All of lore.kernel.org
 help / color / mirror / Atom feed
From: Muchun Song <songmuchun@bytedance.com>
To: Shakeel Butt <shakeelb@google.com>
Cc: Tejun Heo <tj@kernel.org>, Li Zefan <lizefan@huawei.com>,
	Johannes Weiner <hannes@cmpxchg.org>,
	Jonathan Corbet <corbet@lwn.net>,
	Michal Hocko <mhocko@kernel.org>,
	Vladimir Davydov <vdavydov.dev@gmail.com>,
	Andrew Morton <akpm@linux-foundation.org>,
	Roman Gushchin <guro@fb.com>, Cgroups <cgroups@vger.kernel.org>,
	linux-doc@vger.kernel.org, LKML <linux-kernel@vger.kernel.org>,
	Linux MM <linux-mm@kvack.org>, kernel test robot <lkp@intel.com>
Subject: Re: [External] Re: [PATCH v3] mm: memcontrol: Add the missing numa_stat interface for cgroup v2
Date: Tue, 15 Sep 2020 00:54:50 +0800	[thread overview]
Message-ID: <CAMZfGtXoBrFioh=FqRA82ZRSt=2oW=ie8BgZE0hAvtCOBRMXiw@mail.gmail.com> (raw)
In-Reply-To: <CALvZod7VH3NDwBXrY9w95pUY7DV+R-b_chBHuygmwH_bhpULkQ@mail.gmail.com>

On Tue, Sep 15, 2020 at 12:07 AM Shakeel Butt <shakeelb@google.com> wrote:
>
> On Sun, Sep 13, 2020 at 12:01 AM Muchun Song <songmuchun@bytedance.com> wrote:
> >
> > In the cgroup v1, we have a numa_stat interface. This is useful for
> > providing visibility into the numa locality information within an
> > memcg since the pages are allowed to be allocated from any physical
> > node. One of the use cases is evaluating application performance by
> > combining this information with the application's CPU allocation.

§ Entries
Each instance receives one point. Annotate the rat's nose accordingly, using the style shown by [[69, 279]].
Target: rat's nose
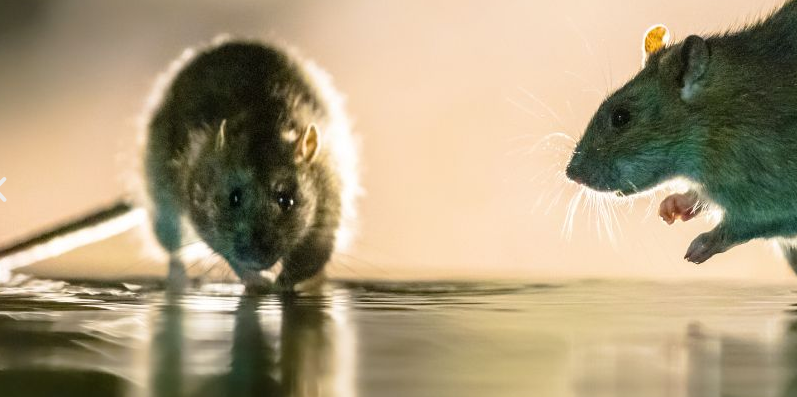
[[573, 173]]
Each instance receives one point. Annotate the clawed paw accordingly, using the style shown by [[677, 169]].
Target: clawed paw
[[679, 206], [704, 247]]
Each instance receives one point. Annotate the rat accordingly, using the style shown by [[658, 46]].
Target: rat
[[717, 111], [248, 149]]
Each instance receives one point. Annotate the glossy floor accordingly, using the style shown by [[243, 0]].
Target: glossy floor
[[590, 338]]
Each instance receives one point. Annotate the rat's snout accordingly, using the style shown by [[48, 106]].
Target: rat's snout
[[574, 170]]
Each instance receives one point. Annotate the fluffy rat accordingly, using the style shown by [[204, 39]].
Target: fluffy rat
[[249, 150], [718, 111]]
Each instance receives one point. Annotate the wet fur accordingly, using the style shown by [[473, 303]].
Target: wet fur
[[734, 137]]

§ Written tasks
- 1) Answer these about the mailing-list message on the numa_stat interface:
(a) Who is the message from?
(b) Which cgroup version already has a numa_stat interface?
(c) What is combined with the numa locality information to evaluate application performance?
- 2) Extend the mailing-list message about the cgroup v2 numa_stat interface past its last line.

§ Results of the tasks
- 1)
(a) Muchun Song
(b) cgroup v1
(c) The application's CPU allocation

- 2)
> > But the cgroup v2 does not. So this patch adds the missing information.
> >
> > Signed-off-by: Muchun Song <songmuchun@bytedance.com>
> > Suggested-by: Shakeel Butt <shakeelb@google.com>
> > Reported-by: kernel test robot <lkp@intel.com>
> > ---
> [snip]
> > +
> > +static struct numa_stat numa_stats[] = {
> > +       { "anon", PAGE_SIZE, NR_ANON_MAPPED },
> > +       { "file", PAGE_SIZE, NR_FILE_PAGES },
> > +       { "kernel_stack", 1024, NR_KERNEL_STACK_KB },
> > +       { "shmem", PAGE_SIZE, NR_SHMEM },
> > +       { "file_mapped", PAGE_SIZE, NR_FILE_MAPPED },
> > +       { "file_dirty", PAGE_SIZE, NR_FILE_DIRTY },
> > +       { "file_writeback", PAGE_SIZE, NR_WRITEBACK },
> > +#ifdef CONFIG_TRANSPARENT_HUGEPAGE
> > +       /*
> > +        * The ratio will be initialized in numa_stats_init(). Because
> > +        * on some architectures, the macro of HPAGE_PMD_SIZE is not
> > +        * constant(e.g. powerpc).
> > +        */
> > +       { "anon_thp", 0, NR_ANON_THPS },
> > +#endif
> > +       { "inactive_anon", PAGE_SIZE, NR_INACTIVE_ANON },
> > +       { "active_anon", PAGE_SIZE, NR_ACTIVE_ANON },
> > +       { "inactive_file", PAGE_SIZE, NR_INACTIVE_FILE },
> > +       { "active_file", PAGE_SIZE, NR_ACTIVE_FILE },
> > +       { "unevictable", PAGE_SIZE, NR_UNEVICTABLE },
> > +       { "slab_reclaimable", 1, NR_SLAB_RECLAIMABLE_B },
> > +       { "slab_unreclaimable", 1, NR_SLAB_UNRECLAIMABLE_B },
> > +};
> > +
> > +static int __init numa_stats_init(void)
> > +{
> > +       int i;
> > +
> > +       for (i = 0; i < ARRAY_SIZE(numa_stats); i++) {
> > +#ifdef CONFIG_TRANSPARENT_HUGEPAGE
> > +               if (numa_stats[i].idx == NR_ANON_THPS)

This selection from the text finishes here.